══ ITEMS ══

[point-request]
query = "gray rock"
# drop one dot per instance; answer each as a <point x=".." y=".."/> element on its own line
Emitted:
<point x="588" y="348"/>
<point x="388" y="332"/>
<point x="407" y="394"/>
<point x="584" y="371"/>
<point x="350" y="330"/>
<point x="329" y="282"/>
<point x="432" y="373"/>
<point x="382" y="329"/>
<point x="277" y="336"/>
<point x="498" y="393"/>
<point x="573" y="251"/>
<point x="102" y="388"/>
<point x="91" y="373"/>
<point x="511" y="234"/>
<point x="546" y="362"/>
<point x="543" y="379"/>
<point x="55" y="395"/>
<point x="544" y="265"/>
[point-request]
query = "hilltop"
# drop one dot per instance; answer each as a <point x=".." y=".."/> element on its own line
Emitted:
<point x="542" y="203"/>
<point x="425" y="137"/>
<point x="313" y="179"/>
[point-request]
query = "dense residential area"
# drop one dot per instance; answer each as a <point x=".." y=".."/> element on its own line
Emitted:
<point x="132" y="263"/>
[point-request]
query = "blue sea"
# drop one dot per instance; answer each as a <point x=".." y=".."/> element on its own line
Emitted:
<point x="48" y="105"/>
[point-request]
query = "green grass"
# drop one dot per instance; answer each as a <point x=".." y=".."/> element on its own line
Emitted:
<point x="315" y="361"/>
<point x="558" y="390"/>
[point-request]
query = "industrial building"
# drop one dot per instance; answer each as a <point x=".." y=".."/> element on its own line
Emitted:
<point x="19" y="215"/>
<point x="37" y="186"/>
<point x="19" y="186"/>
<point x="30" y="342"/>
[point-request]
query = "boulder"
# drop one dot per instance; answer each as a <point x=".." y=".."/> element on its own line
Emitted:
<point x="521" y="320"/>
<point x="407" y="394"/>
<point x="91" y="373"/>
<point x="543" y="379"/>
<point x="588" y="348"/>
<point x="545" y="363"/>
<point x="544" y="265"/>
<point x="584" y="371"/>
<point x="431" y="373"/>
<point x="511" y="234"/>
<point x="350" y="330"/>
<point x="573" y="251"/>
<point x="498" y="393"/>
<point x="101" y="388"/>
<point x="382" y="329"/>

═══

### SHORT PROBLEM
Your task is to give the records above again, exactly.

### SOLUTION BELOW
[point-request]
query = "gray rock"
# drop one dot per instance; answer each as a <point x=".." y=".."/> element on its own line
Emitted:
<point x="588" y="348"/>
<point x="388" y="332"/>
<point x="407" y="394"/>
<point x="584" y="371"/>
<point x="350" y="330"/>
<point x="329" y="282"/>
<point x="432" y="373"/>
<point x="382" y="329"/>
<point x="277" y="336"/>
<point x="498" y="393"/>
<point x="573" y="251"/>
<point x="102" y="388"/>
<point x="91" y="373"/>
<point x="511" y="234"/>
<point x="546" y="362"/>
<point x="543" y="379"/>
<point x="55" y="395"/>
<point x="544" y="265"/>
[point-request]
query = "hilltop"
# drop one dot per instance; answer each as a <point x=".." y=".."/> element on its own line
Emitted:
<point x="542" y="203"/>
<point x="425" y="137"/>
<point x="313" y="179"/>
[point-request]
query = "dense residential area"
# drop one dot per instance; answer each as a <point x=".." y=".."/> element on its own line
Emitted:
<point x="132" y="263"/>
[point-request]
query = "blue sea"
# drop one dot per instance; answer each as a <point x=".." y=".."/> element on its own line
Emitted:
<point x="48" y="105"/>
[point-request]
query = "green grass"
# drop one dot per instance; answer each as a <point x=".." y=".."/> element on its own line
Emitted:
<point x="315" y="361"/>
<point x="558" y="390"/>
[point-request]
query = "industrial building"
# drop one dot per instance; answer each as a <point x=".." y=".."/> element on its own line
Emitted:
<point x="19" y="215"/>
<point x="37" y="186"/>
<point x="19" y="186"/>
<point x="30" y="342"/>
[point-request]
query = "boulder"
# drop one dot per instance; answer each as a <point x=".." y=".."/> element on its own line
Emitted:
<point x="521" y="320"/>
<point x="407" y="394"/>
<point x="91" y="373"/>
<point x="543" y="379"/>
<point x="588" y="348"/>
<point x="545" y="363"/>
<point x="544" y="265"/>
<point x="584" y="371"/>
<point x="431" y="373"/>
<point x="511" y="234"/>
<point x="350" y="330"/>
<point x="573" y="251"/>
<point x="498" y="393"/>
<point x="101" y="388"/>
<point x="382" y="329"/>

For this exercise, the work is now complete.